WHAT TO DO:
Reproduce the rows word for word, starting at the line that contains "Where can you spot the cow's eye?" and ending at the final line of the rows.

===== STORED DATA =====

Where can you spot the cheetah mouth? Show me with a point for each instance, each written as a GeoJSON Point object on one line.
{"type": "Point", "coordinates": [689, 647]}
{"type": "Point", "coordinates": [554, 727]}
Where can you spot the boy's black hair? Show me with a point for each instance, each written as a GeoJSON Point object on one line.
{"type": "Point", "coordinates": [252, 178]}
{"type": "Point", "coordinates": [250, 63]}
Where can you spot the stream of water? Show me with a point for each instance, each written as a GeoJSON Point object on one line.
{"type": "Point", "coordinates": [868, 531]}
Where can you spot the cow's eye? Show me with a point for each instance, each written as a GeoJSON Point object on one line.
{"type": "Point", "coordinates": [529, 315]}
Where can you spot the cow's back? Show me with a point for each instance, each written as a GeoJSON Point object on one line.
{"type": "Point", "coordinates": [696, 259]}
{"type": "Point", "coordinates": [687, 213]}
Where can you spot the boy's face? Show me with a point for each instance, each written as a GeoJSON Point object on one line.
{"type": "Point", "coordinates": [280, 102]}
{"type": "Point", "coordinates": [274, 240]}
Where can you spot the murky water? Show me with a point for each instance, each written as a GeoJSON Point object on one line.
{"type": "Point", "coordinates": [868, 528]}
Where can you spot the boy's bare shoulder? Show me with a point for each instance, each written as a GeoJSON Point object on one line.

=====

TASK RESULT:
Where can you spot the cow's eye? Show me with a point for each instance, each written as a GeoJSON Point object on one line.
{"type": "Point", "coordinates": [529, 315]}
Where can you spot the cow's back? Show me with a point for each instance, each written as a GeoJSON Point object on one line.
{"type": "Point", "coordinates": [696, 259]}
{"type": "Point", "coordinates": [687, 213]}
Where can you spot the boy's face? Show me with a point for each instance, each written as a GeoJSON Point object on one line.
{"type": "Point", "coordinates": [280, 102]}
{"type": "Point", "coordinates": [274, 240]}
Where can you spot the murky water? Show me with a point for each instance, each written as a GeoJSON Point object on one line.
{"type": "Point", "coordinates": [868, 528]}
Where can you spot the boy's bare shoulder? Show me with a point for each instance, each written as a GeoJSON Point object on one line.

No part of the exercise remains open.